■ **WHAT YOU SHOULD DO**
Please set down only the lines that run from the one containing "woman's hand, find" to the end of the listing below, exactly as written.
╭──
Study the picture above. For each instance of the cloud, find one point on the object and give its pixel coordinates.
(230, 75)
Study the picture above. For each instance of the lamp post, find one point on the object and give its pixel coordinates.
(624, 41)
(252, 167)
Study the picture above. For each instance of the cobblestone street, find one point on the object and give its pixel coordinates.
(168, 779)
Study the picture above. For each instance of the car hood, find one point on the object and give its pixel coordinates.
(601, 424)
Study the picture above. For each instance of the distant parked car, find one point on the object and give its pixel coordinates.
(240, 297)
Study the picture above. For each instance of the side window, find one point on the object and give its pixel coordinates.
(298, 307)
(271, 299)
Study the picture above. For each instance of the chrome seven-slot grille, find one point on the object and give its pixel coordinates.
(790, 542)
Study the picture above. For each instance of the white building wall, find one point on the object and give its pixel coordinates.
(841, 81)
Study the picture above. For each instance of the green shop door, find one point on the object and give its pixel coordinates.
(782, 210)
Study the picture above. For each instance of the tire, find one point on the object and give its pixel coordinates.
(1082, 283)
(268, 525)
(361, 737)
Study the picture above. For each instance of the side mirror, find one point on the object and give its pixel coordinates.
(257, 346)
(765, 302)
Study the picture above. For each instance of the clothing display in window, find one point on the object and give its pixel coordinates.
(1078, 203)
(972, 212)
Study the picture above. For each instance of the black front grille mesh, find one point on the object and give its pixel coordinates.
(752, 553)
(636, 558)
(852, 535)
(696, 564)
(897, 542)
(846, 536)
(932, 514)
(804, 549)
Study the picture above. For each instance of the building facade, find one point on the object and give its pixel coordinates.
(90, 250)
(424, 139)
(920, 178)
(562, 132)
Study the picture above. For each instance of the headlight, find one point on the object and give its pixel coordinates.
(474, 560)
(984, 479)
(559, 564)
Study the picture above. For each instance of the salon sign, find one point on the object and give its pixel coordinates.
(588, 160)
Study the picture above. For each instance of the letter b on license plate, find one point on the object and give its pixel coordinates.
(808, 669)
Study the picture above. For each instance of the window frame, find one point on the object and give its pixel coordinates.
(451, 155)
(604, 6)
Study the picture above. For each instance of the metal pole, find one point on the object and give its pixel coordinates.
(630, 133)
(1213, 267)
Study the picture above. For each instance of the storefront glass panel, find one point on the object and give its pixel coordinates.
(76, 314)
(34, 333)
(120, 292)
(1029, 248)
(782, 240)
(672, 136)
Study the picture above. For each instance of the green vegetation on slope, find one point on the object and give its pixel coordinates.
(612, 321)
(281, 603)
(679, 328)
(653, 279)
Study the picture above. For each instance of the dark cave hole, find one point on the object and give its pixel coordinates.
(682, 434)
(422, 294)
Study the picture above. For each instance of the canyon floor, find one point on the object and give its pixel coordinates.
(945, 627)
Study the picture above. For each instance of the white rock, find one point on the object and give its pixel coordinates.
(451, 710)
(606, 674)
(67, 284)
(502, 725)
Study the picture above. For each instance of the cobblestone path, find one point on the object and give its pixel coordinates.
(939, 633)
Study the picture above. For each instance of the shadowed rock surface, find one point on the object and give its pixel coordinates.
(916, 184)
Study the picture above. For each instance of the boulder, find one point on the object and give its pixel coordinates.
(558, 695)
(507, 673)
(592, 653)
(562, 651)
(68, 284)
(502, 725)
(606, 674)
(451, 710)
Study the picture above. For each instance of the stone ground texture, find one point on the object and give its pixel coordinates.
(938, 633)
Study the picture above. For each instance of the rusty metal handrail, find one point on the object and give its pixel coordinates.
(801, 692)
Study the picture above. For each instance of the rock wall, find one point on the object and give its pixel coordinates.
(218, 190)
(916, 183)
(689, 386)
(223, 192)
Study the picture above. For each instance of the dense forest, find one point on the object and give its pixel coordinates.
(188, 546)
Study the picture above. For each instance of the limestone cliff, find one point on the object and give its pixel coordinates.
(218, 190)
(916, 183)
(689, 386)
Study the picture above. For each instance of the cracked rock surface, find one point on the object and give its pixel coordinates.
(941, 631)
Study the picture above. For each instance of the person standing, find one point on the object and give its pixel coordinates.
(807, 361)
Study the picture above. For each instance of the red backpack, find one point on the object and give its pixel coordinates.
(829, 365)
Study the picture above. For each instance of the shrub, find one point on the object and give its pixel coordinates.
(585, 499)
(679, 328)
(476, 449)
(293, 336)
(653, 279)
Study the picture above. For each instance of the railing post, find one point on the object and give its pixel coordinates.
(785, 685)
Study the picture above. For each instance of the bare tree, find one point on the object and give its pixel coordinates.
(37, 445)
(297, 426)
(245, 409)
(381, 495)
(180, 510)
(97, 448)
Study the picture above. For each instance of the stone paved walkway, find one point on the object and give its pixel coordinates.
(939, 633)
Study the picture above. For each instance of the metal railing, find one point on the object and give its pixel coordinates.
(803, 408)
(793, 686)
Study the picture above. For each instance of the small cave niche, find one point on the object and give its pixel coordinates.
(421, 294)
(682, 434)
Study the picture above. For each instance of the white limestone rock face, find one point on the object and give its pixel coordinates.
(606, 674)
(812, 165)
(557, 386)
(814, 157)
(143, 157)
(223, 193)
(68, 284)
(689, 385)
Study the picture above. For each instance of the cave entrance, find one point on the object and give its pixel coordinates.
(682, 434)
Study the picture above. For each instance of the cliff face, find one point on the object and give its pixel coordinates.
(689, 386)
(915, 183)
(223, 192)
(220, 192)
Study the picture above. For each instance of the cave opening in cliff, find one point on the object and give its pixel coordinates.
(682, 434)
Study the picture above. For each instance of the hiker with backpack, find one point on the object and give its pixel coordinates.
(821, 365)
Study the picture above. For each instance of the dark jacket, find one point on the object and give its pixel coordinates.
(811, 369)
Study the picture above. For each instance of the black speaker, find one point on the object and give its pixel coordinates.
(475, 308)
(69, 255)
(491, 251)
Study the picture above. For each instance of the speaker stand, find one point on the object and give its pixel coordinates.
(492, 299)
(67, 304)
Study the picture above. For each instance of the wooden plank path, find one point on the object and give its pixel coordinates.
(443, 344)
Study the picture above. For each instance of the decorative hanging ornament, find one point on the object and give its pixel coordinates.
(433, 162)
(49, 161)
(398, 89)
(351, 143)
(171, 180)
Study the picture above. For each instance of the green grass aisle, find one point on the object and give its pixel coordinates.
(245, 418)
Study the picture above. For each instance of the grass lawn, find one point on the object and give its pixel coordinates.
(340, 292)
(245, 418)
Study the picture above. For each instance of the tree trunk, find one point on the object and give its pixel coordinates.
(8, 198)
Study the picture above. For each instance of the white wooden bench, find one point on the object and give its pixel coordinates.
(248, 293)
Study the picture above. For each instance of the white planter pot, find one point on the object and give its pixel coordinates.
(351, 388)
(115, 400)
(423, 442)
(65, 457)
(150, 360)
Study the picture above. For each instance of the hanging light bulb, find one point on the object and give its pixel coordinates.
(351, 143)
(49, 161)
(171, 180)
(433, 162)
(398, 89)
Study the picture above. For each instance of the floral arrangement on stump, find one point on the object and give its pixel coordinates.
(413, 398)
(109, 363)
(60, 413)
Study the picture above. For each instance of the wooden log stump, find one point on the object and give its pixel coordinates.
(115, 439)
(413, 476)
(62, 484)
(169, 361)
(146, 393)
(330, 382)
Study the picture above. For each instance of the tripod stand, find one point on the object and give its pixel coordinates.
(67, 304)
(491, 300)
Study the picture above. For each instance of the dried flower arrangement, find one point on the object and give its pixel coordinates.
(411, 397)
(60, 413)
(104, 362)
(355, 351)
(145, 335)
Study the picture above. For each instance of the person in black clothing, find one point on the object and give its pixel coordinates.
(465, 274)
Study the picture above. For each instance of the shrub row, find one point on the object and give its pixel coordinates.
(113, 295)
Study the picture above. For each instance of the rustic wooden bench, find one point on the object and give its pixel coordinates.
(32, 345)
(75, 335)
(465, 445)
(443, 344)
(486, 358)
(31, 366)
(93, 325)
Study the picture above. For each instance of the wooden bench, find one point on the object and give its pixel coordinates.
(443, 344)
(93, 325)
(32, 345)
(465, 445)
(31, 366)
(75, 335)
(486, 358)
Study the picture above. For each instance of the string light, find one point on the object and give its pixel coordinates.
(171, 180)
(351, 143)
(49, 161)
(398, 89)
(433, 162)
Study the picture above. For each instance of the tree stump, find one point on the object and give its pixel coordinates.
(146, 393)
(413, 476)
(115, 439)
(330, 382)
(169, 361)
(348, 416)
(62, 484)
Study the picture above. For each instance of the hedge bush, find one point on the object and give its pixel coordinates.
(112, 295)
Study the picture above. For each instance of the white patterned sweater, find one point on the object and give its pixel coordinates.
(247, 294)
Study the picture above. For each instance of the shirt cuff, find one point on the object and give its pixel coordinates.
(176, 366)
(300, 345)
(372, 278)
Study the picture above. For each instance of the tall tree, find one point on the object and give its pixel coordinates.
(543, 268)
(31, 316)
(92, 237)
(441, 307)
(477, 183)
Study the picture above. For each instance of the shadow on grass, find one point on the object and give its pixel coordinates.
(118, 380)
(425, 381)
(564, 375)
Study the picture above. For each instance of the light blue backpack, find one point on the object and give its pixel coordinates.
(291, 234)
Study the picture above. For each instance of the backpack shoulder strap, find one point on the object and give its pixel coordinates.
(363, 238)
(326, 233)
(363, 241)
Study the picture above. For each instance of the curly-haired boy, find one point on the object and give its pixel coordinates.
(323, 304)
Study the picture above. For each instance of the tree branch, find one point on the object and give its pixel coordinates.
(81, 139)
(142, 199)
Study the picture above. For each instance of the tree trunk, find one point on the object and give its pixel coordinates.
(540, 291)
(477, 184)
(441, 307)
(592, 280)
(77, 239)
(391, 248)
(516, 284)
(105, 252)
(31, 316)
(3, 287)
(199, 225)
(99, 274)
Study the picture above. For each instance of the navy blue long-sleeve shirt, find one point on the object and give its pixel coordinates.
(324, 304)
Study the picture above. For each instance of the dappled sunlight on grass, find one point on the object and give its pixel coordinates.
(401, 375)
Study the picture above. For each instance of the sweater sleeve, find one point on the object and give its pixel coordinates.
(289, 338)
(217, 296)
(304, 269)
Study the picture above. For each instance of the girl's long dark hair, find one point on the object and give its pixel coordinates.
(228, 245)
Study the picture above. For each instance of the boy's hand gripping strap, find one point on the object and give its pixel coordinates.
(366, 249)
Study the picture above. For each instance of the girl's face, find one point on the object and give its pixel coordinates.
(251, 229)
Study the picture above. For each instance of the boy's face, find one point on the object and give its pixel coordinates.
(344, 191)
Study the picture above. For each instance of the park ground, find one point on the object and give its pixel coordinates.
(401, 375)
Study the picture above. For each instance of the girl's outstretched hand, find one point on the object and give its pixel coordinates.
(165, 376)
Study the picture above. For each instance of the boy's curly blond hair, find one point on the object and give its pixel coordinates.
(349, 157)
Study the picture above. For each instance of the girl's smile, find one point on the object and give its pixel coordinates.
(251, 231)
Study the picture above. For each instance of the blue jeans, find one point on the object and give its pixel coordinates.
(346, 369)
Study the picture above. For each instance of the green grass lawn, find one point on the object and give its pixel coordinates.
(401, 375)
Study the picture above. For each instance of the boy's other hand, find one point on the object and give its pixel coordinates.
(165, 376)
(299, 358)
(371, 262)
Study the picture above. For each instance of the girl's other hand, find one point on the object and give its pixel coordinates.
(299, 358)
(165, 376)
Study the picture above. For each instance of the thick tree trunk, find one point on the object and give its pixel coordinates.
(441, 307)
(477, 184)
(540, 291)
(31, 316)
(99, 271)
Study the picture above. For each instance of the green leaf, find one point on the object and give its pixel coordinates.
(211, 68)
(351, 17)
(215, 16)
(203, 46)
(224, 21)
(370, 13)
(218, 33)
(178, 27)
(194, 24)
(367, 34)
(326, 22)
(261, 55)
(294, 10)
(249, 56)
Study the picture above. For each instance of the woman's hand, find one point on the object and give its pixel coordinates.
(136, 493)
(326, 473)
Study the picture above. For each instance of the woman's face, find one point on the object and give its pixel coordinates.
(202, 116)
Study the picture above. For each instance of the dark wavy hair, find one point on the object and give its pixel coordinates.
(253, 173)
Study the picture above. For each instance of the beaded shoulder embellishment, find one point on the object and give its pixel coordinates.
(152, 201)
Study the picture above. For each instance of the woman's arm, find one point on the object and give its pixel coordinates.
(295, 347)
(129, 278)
╰──
■ **EXERCISE SOLUTION**
Study the picture above. For each instance of the woman's hand, find one point on the object and give its pixel coordinates.
(136, 493)
(326, 473)
Study the picture above. For each instance of the woman's face, find one point on the object and give its pixel coordinates.
(202, 116)
Study the picture above. For each instance of the dark wavy hair, find one point on the object and give its pixel coordinates.
(253, 173)
Study the picture above. For each instance of the beaded shoulder embellishment, find one point on the object and give its pixel coordinates.
(152, 201)
Study the picture above. For each instance of the woman's arm, find one point on the object and give its pixel coordinates.
(295, 347)
(129, 278)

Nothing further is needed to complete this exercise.